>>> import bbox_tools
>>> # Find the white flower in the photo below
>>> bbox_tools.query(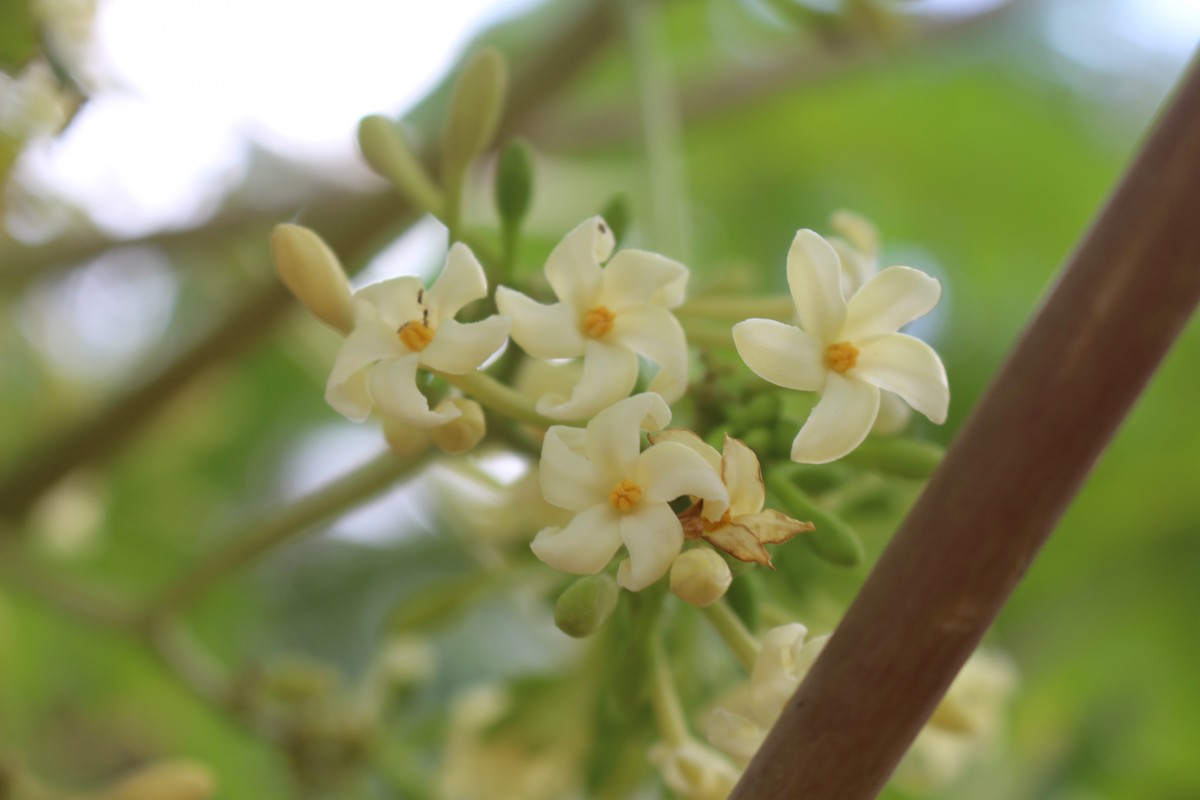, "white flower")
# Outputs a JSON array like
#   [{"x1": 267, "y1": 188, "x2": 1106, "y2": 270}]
[
  {"x1": 708, "y1": 622, "x2": 829, "y2": 763},
  {"x1": 733, "y1": 230, "x2": 950, "y2": 464},
  {"x1": 325, "y1": 243, "x2": 509, "y2": 427},
  {"x1": 650, "y1": 739, "x2": 742, "y2": 800},
  {"x1": 530, "y1": 392, "x2": 728, "y2": 591},
  {"x1": 650, "y1": 428, "x2": 814, "y2": 566},
  {"x1": 496, "y1": 217, "x2": 688, "y2": 420}
]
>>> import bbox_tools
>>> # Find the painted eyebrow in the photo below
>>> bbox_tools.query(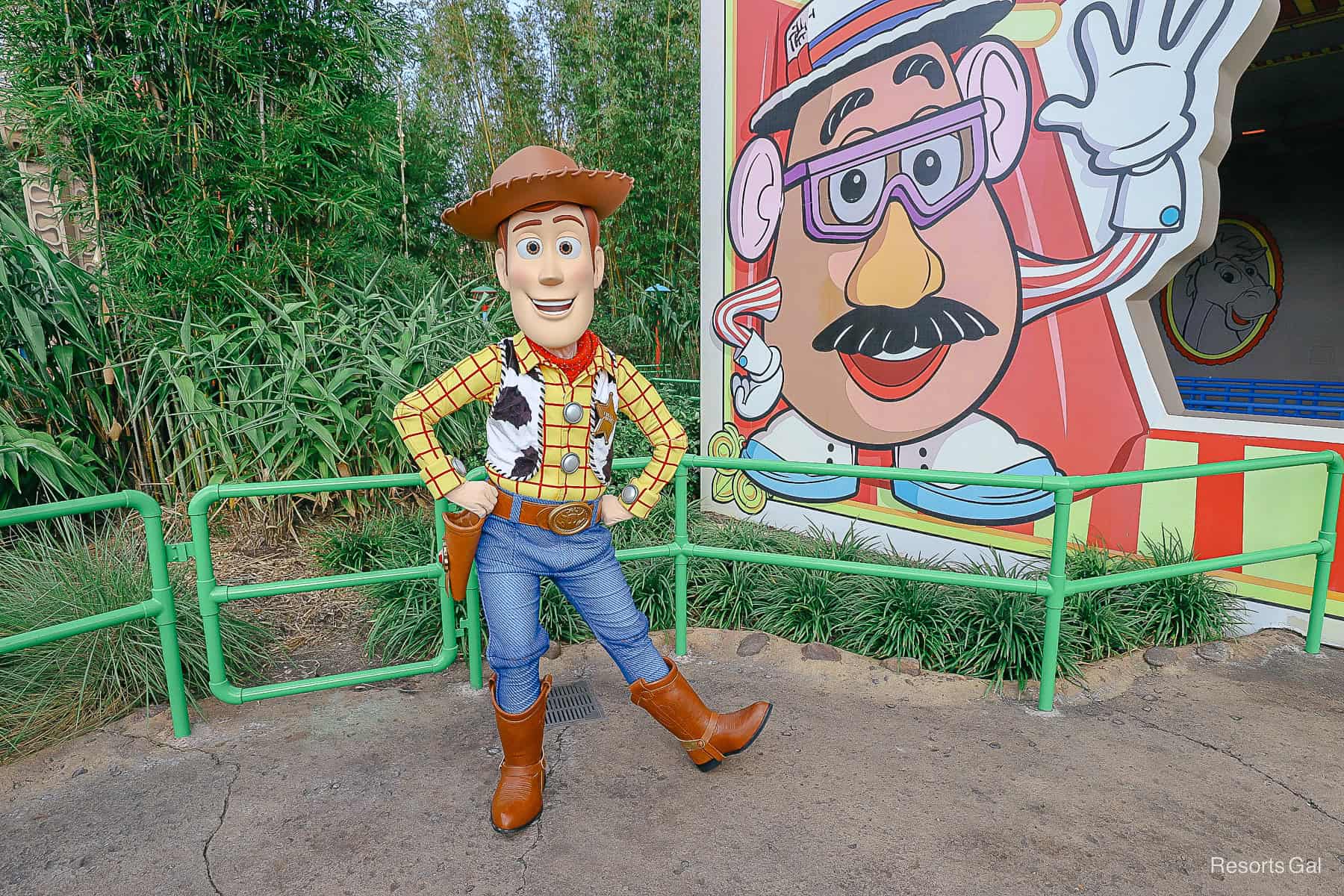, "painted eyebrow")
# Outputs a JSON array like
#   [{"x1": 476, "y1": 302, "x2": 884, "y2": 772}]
[
  {"x1": 821, "y1": 87, "x2": 872, "y2": 146},
  {"x1": 891, "y1": 52, "x2": 945, "y2": 90}
]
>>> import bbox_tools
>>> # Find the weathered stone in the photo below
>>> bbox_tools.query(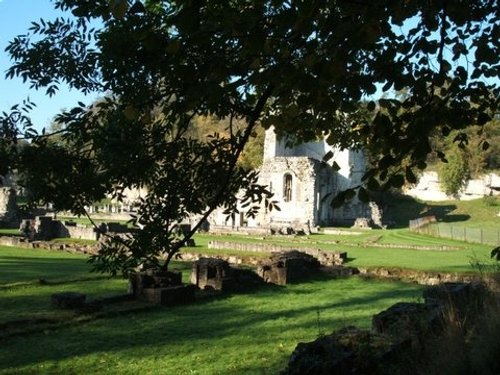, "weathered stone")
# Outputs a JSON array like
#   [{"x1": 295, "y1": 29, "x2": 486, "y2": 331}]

※

• [WRITTEN TASK] Please list every line of the records above that contains the word "photo". Case counts.

• [RESPONSE]
>>> # Find the white flower in the photo below
>>> # Find the painted eyebrow in the photo below
>>> # Find the weathered stone in the photo below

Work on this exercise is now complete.